Required task: List every line of the material below that contains the string "trash", treating uppercase and lowercase as different.

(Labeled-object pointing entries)
┌────────

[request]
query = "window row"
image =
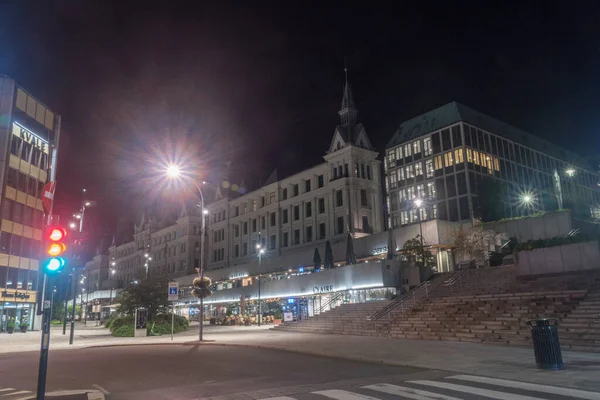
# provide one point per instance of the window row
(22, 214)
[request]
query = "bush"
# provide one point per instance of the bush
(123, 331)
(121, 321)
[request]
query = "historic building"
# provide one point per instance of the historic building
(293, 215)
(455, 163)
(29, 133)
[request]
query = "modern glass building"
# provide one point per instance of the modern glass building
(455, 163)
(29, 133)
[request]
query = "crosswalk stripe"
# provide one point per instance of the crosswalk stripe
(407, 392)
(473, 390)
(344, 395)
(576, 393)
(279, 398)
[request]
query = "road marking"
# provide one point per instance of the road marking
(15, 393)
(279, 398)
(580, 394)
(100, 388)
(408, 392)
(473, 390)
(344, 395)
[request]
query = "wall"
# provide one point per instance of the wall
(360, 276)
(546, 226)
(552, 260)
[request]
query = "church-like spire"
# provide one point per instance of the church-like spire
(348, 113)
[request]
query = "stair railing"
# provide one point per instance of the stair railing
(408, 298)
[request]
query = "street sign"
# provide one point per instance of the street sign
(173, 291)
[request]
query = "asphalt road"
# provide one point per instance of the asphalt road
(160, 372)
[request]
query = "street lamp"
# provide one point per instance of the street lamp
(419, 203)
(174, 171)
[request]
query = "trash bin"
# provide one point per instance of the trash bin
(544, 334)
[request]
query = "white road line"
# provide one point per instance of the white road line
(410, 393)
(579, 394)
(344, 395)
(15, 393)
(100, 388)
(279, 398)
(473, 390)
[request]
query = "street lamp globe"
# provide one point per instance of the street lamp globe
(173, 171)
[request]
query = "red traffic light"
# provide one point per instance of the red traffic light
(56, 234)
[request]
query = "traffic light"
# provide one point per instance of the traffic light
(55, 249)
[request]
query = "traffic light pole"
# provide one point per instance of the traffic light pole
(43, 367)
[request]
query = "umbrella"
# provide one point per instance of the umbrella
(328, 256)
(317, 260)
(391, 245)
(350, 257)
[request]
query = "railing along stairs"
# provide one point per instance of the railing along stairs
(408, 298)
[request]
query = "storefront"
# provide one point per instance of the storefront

└────────
┌────────

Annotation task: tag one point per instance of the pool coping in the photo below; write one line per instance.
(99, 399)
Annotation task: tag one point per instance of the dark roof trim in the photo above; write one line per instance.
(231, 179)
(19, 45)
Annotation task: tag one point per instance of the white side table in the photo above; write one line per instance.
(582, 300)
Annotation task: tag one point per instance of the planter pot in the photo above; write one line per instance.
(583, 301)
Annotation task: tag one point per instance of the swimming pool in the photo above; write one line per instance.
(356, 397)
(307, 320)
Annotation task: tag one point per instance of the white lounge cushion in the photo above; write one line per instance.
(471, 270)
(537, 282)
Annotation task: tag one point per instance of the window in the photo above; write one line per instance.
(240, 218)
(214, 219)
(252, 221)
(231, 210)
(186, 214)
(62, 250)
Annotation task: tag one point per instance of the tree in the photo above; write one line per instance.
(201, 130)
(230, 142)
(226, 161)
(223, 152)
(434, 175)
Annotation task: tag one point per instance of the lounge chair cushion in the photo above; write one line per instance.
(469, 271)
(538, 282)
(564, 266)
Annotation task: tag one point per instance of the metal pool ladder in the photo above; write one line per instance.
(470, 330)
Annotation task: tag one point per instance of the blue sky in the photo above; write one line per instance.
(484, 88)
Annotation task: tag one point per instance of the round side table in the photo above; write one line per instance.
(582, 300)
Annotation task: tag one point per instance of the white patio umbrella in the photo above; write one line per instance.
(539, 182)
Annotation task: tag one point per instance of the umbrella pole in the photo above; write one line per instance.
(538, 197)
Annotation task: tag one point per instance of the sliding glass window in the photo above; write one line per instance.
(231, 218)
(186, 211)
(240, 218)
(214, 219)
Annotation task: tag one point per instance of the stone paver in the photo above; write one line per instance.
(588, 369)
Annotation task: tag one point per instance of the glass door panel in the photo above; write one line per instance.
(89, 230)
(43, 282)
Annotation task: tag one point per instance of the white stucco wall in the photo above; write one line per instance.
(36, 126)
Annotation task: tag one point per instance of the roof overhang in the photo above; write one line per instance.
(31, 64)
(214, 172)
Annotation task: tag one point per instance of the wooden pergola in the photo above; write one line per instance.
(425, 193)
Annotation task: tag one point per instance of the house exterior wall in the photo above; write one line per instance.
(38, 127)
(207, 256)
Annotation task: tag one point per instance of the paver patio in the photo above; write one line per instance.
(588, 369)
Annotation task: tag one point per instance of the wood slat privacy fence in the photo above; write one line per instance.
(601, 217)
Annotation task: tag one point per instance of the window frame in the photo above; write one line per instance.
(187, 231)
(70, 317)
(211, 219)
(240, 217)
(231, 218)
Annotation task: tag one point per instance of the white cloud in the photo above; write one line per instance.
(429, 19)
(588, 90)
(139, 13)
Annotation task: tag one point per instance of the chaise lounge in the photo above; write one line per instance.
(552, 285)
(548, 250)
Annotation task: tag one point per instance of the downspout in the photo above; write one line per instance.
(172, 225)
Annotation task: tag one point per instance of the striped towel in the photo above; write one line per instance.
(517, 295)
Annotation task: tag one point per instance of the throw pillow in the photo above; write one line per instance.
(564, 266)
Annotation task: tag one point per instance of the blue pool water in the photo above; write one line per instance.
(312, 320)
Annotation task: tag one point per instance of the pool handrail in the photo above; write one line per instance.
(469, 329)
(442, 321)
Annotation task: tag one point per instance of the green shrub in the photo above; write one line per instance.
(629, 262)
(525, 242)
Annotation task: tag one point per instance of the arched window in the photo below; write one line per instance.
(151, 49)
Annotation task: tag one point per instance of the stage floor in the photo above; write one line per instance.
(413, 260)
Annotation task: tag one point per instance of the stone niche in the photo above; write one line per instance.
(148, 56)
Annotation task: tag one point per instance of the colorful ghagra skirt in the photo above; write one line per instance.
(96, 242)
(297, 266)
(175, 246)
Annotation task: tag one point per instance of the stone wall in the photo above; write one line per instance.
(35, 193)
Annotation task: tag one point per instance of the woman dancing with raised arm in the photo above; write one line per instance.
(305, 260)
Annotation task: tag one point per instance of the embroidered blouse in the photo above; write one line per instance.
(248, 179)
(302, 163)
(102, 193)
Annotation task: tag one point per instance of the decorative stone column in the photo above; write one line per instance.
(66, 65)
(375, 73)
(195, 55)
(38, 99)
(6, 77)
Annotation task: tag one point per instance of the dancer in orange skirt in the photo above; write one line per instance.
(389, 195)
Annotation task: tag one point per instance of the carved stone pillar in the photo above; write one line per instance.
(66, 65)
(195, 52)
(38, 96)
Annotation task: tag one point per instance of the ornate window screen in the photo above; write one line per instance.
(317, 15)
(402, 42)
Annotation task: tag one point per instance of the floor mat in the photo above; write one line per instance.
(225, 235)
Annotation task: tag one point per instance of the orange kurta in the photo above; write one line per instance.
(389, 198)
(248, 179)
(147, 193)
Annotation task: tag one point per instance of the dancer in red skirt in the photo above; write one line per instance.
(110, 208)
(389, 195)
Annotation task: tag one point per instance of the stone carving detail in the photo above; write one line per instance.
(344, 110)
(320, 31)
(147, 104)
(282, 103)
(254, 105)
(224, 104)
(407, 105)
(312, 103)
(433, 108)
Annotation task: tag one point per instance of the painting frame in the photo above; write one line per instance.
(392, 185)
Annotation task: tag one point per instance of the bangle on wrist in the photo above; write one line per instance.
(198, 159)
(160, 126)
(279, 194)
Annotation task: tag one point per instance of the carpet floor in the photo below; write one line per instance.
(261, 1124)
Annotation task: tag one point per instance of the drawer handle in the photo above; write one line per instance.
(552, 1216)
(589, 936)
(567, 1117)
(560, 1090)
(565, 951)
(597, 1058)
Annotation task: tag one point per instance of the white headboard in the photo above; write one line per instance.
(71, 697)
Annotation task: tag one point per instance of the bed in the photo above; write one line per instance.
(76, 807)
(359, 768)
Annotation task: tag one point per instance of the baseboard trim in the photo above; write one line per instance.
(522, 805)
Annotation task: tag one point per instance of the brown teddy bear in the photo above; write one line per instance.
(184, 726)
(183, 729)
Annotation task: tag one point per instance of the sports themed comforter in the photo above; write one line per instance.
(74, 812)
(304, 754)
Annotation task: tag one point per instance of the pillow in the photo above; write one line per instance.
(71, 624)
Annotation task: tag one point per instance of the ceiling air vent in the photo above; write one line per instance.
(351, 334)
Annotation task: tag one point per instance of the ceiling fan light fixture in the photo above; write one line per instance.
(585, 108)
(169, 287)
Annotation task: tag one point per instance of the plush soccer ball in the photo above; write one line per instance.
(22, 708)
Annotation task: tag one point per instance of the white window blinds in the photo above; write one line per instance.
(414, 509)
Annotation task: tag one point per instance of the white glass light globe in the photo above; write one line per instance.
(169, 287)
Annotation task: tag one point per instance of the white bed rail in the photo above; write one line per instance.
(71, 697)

└────────
┌────────

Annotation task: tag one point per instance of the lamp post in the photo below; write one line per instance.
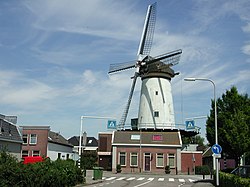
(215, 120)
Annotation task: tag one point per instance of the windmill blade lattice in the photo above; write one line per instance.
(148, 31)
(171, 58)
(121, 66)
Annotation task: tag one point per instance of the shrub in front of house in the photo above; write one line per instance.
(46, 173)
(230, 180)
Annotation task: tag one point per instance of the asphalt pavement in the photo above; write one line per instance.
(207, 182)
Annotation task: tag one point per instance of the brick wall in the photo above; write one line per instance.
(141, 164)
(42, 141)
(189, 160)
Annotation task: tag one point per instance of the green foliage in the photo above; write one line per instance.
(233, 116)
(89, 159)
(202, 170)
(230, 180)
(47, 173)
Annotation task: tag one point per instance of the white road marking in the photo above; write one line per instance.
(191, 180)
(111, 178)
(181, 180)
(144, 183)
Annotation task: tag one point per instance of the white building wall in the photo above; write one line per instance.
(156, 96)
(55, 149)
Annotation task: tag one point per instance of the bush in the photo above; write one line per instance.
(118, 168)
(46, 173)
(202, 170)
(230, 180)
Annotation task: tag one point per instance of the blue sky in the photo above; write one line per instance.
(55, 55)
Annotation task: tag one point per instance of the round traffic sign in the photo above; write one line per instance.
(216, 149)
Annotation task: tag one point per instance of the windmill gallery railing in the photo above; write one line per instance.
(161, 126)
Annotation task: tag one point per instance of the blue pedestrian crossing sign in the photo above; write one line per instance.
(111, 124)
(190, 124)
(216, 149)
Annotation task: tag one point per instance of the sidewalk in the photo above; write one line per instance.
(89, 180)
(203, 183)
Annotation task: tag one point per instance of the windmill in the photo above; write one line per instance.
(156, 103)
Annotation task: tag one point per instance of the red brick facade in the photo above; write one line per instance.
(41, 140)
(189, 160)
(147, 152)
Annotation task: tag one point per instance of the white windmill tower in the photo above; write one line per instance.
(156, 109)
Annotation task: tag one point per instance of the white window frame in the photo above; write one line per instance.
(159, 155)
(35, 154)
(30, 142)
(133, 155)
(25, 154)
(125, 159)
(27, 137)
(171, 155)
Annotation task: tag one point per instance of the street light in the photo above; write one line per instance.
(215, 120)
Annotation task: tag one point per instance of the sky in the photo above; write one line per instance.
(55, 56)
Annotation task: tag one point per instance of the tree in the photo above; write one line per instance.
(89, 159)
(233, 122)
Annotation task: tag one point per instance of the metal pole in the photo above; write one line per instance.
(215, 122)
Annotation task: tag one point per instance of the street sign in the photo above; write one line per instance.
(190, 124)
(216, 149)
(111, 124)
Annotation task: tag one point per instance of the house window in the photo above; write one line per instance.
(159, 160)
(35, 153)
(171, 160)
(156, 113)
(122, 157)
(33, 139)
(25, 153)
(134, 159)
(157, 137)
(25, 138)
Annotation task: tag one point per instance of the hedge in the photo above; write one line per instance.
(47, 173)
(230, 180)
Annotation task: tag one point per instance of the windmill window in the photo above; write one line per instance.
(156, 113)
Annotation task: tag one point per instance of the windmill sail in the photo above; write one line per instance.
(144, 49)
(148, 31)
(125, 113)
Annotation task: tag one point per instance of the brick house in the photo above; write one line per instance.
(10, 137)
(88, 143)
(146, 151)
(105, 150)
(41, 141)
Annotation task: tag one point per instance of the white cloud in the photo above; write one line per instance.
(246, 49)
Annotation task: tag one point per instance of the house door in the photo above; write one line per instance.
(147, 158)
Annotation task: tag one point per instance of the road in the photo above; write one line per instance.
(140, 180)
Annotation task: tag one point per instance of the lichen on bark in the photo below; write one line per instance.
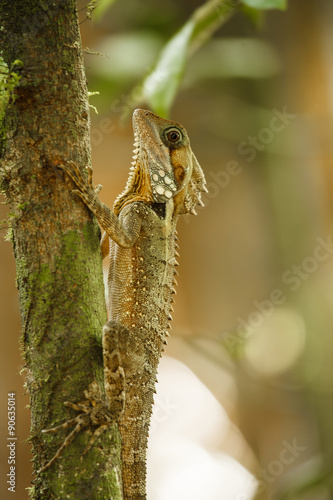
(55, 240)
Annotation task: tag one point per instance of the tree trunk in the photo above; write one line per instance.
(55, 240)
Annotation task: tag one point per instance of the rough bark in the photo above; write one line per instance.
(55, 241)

└────────

Response to the task:
query = "trash bin"
# provide one point per instance of the trash bin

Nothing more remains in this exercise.